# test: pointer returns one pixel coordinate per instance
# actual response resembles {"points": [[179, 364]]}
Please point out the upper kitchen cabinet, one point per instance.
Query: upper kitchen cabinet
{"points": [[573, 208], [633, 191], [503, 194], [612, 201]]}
++++++
*Problem requirements*
Write down the full listing again, exactly.

*Solution for this problem*
# test: pointer returns one pixel coordinate per instance
# actual response resembles {"points": [[179, 364]]}
Please point out the upper kitchen cabinet, one point per instance.
Query: upper kitchen cabinet
{"points": [[573, 208], [633, 191], [503, 194], [612, 201]]}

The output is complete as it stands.